▸ **The problem**
Please reproduce the entire listing exactly.
# # # #
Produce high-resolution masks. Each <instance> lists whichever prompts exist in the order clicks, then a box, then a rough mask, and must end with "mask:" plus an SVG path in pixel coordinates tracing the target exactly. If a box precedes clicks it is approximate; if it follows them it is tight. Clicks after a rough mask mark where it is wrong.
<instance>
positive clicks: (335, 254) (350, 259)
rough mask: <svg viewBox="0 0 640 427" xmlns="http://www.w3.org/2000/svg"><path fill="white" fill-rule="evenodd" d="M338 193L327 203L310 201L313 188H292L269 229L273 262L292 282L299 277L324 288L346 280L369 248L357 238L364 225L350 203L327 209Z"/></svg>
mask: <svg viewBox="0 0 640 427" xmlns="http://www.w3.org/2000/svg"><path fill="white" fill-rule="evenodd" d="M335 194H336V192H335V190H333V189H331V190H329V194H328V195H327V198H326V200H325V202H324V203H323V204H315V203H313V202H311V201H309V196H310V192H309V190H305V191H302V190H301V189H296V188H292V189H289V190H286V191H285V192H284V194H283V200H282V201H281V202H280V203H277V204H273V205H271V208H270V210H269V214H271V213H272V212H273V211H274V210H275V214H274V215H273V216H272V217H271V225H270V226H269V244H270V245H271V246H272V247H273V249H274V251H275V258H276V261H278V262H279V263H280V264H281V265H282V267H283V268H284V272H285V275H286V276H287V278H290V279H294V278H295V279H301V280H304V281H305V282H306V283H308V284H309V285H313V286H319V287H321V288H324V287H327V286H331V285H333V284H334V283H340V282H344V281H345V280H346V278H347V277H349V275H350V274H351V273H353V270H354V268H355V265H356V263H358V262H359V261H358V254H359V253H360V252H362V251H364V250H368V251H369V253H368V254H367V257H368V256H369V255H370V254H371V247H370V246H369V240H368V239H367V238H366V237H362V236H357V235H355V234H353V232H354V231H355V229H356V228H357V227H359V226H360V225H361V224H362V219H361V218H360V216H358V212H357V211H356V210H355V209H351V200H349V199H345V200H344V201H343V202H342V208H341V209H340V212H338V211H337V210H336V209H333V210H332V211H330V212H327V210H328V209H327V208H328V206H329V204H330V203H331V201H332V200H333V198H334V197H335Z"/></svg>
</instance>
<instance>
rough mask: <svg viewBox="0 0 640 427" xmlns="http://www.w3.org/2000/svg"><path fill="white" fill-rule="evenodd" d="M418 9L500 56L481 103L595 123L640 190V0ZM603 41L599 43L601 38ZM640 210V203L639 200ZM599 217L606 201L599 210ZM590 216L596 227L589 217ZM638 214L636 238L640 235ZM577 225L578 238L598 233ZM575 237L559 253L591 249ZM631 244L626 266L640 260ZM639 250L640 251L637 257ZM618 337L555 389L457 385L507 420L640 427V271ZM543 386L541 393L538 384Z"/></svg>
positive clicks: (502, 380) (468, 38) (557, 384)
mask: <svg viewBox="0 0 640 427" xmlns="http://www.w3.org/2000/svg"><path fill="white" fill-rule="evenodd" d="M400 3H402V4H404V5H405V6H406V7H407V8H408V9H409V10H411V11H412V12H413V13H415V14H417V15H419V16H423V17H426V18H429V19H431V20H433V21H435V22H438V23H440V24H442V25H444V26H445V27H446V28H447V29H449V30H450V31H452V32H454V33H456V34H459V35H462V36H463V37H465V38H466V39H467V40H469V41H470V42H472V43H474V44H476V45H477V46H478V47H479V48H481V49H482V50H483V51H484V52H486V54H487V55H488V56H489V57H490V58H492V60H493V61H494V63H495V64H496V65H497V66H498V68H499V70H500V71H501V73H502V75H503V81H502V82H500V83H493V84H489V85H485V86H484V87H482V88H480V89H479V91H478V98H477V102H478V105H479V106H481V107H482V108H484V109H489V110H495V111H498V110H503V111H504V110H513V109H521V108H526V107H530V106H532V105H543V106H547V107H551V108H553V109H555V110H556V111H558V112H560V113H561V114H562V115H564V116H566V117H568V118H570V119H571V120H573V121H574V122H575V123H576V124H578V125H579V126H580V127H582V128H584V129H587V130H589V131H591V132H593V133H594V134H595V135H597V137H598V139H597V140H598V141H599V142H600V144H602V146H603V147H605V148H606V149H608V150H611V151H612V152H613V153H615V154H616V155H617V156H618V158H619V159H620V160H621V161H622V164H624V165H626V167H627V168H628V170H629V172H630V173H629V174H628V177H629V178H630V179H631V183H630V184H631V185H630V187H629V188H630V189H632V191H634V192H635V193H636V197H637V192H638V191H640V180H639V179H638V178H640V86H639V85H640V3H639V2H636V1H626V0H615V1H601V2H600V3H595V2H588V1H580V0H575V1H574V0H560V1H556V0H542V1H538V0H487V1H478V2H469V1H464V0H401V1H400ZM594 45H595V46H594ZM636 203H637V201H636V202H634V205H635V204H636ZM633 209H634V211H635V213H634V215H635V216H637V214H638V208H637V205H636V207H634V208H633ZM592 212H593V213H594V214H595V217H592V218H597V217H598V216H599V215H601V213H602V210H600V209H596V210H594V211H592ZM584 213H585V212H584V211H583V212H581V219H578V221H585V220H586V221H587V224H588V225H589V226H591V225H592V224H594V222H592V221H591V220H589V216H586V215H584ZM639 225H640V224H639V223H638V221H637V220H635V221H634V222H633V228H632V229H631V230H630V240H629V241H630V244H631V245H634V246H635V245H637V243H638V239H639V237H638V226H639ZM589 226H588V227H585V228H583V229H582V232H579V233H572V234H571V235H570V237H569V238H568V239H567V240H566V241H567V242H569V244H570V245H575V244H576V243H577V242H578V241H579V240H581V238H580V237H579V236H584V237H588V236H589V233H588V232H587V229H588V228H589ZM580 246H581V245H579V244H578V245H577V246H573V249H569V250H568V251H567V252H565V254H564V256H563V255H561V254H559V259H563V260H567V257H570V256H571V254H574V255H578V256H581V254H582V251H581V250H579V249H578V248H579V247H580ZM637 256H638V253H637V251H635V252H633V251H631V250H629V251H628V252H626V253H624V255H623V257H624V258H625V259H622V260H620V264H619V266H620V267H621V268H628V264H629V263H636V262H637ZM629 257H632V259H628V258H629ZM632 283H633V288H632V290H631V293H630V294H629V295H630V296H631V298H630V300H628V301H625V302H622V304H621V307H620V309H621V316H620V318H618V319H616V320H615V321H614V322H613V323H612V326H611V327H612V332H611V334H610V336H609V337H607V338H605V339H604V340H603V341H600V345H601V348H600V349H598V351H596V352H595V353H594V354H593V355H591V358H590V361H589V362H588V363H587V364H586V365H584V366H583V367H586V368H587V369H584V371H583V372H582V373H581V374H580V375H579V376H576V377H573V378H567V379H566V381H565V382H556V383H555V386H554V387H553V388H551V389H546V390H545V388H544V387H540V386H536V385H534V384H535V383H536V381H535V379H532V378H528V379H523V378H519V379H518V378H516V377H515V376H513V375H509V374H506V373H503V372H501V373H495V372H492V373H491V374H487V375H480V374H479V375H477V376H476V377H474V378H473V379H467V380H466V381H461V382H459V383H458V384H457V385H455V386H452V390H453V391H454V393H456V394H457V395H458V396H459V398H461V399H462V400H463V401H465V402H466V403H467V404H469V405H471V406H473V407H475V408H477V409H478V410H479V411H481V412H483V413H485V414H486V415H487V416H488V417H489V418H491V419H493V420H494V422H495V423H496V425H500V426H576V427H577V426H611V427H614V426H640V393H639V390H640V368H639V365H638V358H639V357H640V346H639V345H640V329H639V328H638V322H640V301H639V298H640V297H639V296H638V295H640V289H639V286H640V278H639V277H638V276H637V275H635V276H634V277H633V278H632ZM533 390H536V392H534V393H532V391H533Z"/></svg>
# # # #
▸ **Answer space**
Produce high-resolution masks. Each <instance> lists whichever prompts exist in the order clicks, then a box, then a rough mask, and must end with "mask:" plus an SVG path in pixel coordinates tracing the target exactly. If a box precedes clicks it is approximate; if it follows them it is tight. Clicks after a rough mask mark where it is wrong.
<instance>
positive clicks: (335, 254) (350, 259)
rough mask: <svg viewBox="0 0 640 427" xmlns="http://www.w3.org/2000/svg"><path fill="white" fill-rule="evenodd" d="M338 193L327 203L310 201L313 188H292L269 229L273 262L292 282L299 277L324 288L346 280L369 248L357 238L364 225L350 203L327 209Z"/></svg>
mask: <svg viewBox="0 0 640 427" xmlns="http://www.w3.org/2000/svg"><path fill="white" fill-rule="evenodd" d="M335 194H336V192H335V190H333V189H331V190H329V194H328V195H327V198H326V200H325V202H324V203H323V204H315V203H313V202H311V201H309V196H310V192H309V190H305V191H302V190H301V189H296V188H292V189H289V190H286V191H285V192H284V194H283V200H282V201H281V202H280V203H277V204H273V205H271V208H270V210H269V214H271V213H272V212H273V211H274V210H275V214H274V215H273V216H272V217H271V225H270V226H269V244H270V245H271V246H272V247H273V249H274V251H275V258H276V261H278V262H279V263H280V264H281V265H282V267H283V268H284V272H285V275H286V276H287V278H290V279H294V278H295V279H301V280H304V281H305V282H306V283H308V284H309V285H313V286H319V287H321V288H324V287H327V286H331V285H333V284H334V283H340V282H344V281H345V280H346V278H347V277H349V275H350V274H351V273H353V270H354V268H355V265H356V263H358V262H359V261H358V254H359V253H360V252H362V251H364V250H368V251H369V253H368V254H367V257H368V256H369V255H370V254H371V247H370V246H369V240H368V239H367V238H366V237H362V236H357V235H355V234H353V232H354V231H355V229H356V228H357V227H359V226H360V225H361V224H362V219H361V218H360V216H358V212H357V211H356V210H355V209H351V200H349V199H345V200H344V201H343V202H342V208H341V209H340V212H338V211H337V210H336V209H333V210H332V211H330V212H327V210H328V209H327V208H328V206H329V204H330V203H331V201H332V200H333V198H334V197H335Z"/></svg>
</instance>
<instance>
rough mask: <svg viewBox="0 0 640 427" xmlns="http://www.w3.org/2000/svg"><path fill="white" fill-rule="evenodd" d="M418 9L500 56L481 103L595 123L640 190V0ZM603 41L599 43L601 38ZM640 210V203L639 200ZM599 217L606 201L599 210ZM590 216L596 227L589 217ZM638 214L636 238L640 235ZM577 225L578 238L598 233ZM575 237L559 253L591 249ZM631 244L626 266L640 260ZM639 250L640 251L637 257ZM618 337L555 389L457 385L507 420L640 427V271ZM543 386L541 393L538 384Z"/></svg>
positive clicks: (502, 380) (468, 38) (557, 384)
mask: <svg viewBox="0 0 640 427" xmlns="http://www.w3.org/2000/svg"><path fill="white" fill-rule="evenodd" d="M400 3H402V4H404V5H405V6H406V7H407V8H408V9H409V10H411V11H412V12H413V13H415V14H417V15H419V16H423V17H426V18H429V19H431V20H433V21H435V22H438V23H440V24H442V25H444V26H445V27H446V28H447V29H449V30H450V31H452V32H454V33H456V34H459V35H462V36H463V37H465V38H466V39H467V40H469V41H470V42H472V43H474V44H476V45H477V46H478V47H479V48H481V49H482V50H483V51H484V52H486V54H487V55H488V56H489V57H490V58H492V60H493V61H494V63H495V64H496V65H497V66H498V68H499V70H500V71H501V73H502V75H503V81H502V82H500V83H493V84H489V85H485V86H484V87H482V88H480V89H479V91H478V98H477V102H478V105H479V106H481V107H482V108H484V109H489V110H495V111H498V110H503V111H504V110H513V109H521V108H526V107H530V106H532V105H543V106H547V107H551V108H553V109H555V110H556V111H558V112H560V113H561V114H562V115H564V116H566V117H568V118H570V119H571V120H573V121H574V122H575V123H576V124H578V125H579V126H580V127H582V128H584V129H587V130H589V131H591V132H593V133H594V134H595V135H597V137H598V139H597V140H598V141H599V142H600V144H602V146H603V147H605V148H606V149H608V150H611V151H612V152H613V153H615V154H616V155H617V156H618V158H619V159H620V160H621V161H622V164H624V165H626V167H627V168H628V170H629V172H630V173H629V174H628V177H629V178H630V179H631V183H630V184H631V185H630V187H629V188H630V189H632V191H634V192H635V193H636V197H637V192H638V191H640V180H639V179H638V178H640V86H639V85H640V3H639V2H636V1H626V0H615V1H601V2H600V3H595V2H588V1H580V0H575V1H574V0H560V1H556V0H542V1H538V0H487V1H478V2H469V1H464V0H401V1H400ZM594 45H595V46H594ZM636 203H637V201H636V202H634V205H635V204H636ZM633 209H634V211H635V213H634V215H635V216H637V214H638V208H637V205H636V207H634V208H633ZM592 212H593V213H594V214H595V217H592V218H597V217H598V216H599V215H601V213H602V210H600V209H596V210H594V211H592ZM584 213H585V212H584V211H583V212H581V219H578V221H585V220H586V221H587V224H588V225H589V226H591V225H592V224H594V222H592V221H591V220H589V216H586V215H584ZM639 225H640V224H639V223H638V221H637V220H635V221H634V222H633V228H632V229H631V230H630V240H629V241H630V244H631V245H634V246H635V245H637V243H638V239H639V237H638V226H639ZM589 226H588V227H585V228H583V229H582V232H579V233H572V234H571V235H570V237H569V238H568V239H567V240H566V241H567V242H569V244H570V245H575V244H576V243H577V242H578V241H579V240H581V238H580V237H579V236H584V237H588V236H589V233H588V232H587V229H588V228H589ZM580 246H581V245H579V244H578V245H577V246H573V249H569V250H568V251H567V252H565V254H564V256H563V255H561V254H559V259H563V260H567V257H570V256H571V254H574V255H578V256H581V254H582V251H581V250H579V249H578V248H579V247H580ZM637 256H638V253H637V251H635V252H633V251H631V250H629V251H628V252H626V253H624V255H623V257H624V258H625V259H622V260H620V264H619V266H620V267H621V268H628V264H629V263H636V262H637ZM629 257H632V259H628V258H629ZM632 283H633V288H632V290H631V293H630V294H629V295H630V296H631V298H630V300H628V301H625V302H622V304H621V307H620V309H621V316H620V318H618V319H616V320H615V321H614V322H613V323H612V326H611V327H612V332H611V334H610V336H609V337H607V338H605V339H604V340H603V341H600V345H601V348H600V349H598V351H596V352H595V353H594V354H593V355H591V358H590V361H589V362H588V363H587V364H586V365H584V366H583V367H586V368H587V369H584V371H583V372H582V373H581V374H580V375H579V376H576V377H573V378H567V379H566V381H565V382H556V383H555V386H554V387H553V388H551V389H546V390H545V388H544V387H540V386H536V385H534V384H535V383H536V381H535V379H532V378H528V379H523V378H519V379H518V378H516V377H515V376H513V375H509V374H506V373H503V372H501V373H495V372H492V373H491V374H487V375H480V374H479V375H477V376H476V377H474V378H473V379H467V380H466V381H461V382H459V383H458V384H457V385H455V386H452V390H453V391H454V393H456V394H457V395H458V396H459V398H461V399H462V400H463V401H465V402H466V403H467V404H469V405H471V406H473V407H475V408H477V409H478V410H479V411H481V412H483V413H485V414H486V415H487V416H488V417H489V418H491V419H493V420H494V422H495V423H496V425H500V426H576V427H577V426H611V427H614V426H640V393H639V390H640V368H639V365H638V358H639V357H640V346H639V345H640V329H639V328H638V322H640V301H639V298H640V297H639V296H638V295H640V289H639V286H640V278H639V277H638V276H637V275H635V276H634V277H633V278H632ZM533 390H536V392H534V393H532V391H533Z"/></svg>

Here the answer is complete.